## Sunulan Alıntı
|---|
Belediye Sağlık Meslek Lisesi “GOSTİVAR”
Türk Dili ve Edebiyatı Öğretmeni
Eğitim dönemi, temel eğitim,eğitim fakültesi , meslek içi eğitim , beslenme eğitimi… gibi kavramları hemen her gün bir yerlerde okuyor veya işitiyoruz. Peki, “eğitim” kelimesinin anlamı nedir? Eğitim: 1. Belli bir bilim dalı veya sanat kolunda yetiştirme, geliştirme ve eğitme işi; 2. Çocukların ve gençlerin toplum yaşayışında yerlerini almaları için gerekli bilgi, beceri ve anlayışları elde etmelerine , kişiliklerini geliştirmelerine yardım etme, terbiye. 3. Eğitim bilimi. [1] Sözlükteki açıklamalara dayanarak, eğitimin insan hayatında , dolayısıyla canlı doğada çok önemli bir yeri vardır. Hatta, canlı doğanın olmazsa olmazıdır. Çünkü her canlı hayatta kalabilmesi için, hayat şarlarına ayak uydurabilmesi için belli bir eğitim sisteminden geçmesi gerekir. İnsan da bir eğitim sisiteminden geçer. Elbette, bir kişinin eğitilmesi için bir sürece ihtiyaç vardır. Aslında eğitim bir süreçtir de diyebiliriz.
|---|
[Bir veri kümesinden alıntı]

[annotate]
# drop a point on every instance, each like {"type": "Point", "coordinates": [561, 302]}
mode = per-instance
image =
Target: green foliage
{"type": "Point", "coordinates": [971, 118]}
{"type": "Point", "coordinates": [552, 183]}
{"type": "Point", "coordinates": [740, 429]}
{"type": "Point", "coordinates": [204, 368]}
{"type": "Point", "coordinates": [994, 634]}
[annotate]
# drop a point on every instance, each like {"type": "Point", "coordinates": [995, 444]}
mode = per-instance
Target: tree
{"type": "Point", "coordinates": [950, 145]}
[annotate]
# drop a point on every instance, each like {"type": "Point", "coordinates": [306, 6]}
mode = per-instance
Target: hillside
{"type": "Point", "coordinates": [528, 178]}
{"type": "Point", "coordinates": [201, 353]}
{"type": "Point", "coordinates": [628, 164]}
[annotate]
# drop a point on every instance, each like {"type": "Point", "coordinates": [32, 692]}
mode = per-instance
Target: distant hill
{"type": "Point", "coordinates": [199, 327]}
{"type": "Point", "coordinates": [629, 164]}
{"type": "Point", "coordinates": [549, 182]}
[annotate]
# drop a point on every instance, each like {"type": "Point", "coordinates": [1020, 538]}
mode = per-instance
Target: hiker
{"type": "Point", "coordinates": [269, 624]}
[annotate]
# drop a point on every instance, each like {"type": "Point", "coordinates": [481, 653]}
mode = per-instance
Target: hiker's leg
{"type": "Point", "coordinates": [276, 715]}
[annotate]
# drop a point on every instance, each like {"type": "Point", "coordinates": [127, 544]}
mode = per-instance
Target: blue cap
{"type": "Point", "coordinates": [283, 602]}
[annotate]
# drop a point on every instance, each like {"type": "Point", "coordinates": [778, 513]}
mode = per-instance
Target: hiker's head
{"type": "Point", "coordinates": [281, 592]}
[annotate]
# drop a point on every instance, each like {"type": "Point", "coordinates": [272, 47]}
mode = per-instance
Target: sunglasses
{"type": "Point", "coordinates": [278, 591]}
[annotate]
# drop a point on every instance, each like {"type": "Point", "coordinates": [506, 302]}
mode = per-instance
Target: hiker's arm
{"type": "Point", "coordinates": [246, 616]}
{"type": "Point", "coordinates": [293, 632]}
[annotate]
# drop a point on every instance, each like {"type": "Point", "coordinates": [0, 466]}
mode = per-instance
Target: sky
|---|
## Görev Yönergesi
Eğitim üzerine yazıyı kaldığı yerden devam ettiriniz. Girdilerin eğitim üzerine yazıyla herhangi bir ilgisi yoktur.

## Göreve Yanıt
Dünyada , bütün ülkelerin kendine has bir eğitim sistemi olduğu gibi, Makedonya Cumhuriyeti’nin ( özellikle 1991yılı , bağımsızlığının ilânından sonra) de kendi eğitim sistemi vardır. Bu sistem Makedonya Eğitim ve Bilim Bakanlığı dahilinde , ona bağlı sektör ve alt kurumlarıyla, kaliteli eğitim sağlamak amacıyla, kendi misyon ve vizyonuyla, kaliteli eğitim politikları yürütmektedir. Konumuzun sınırlı olması (2007/2017) hasebiyle ve öğretmen olarak çalıştığım son on yıl içerisindeki reformları değerlendirelim.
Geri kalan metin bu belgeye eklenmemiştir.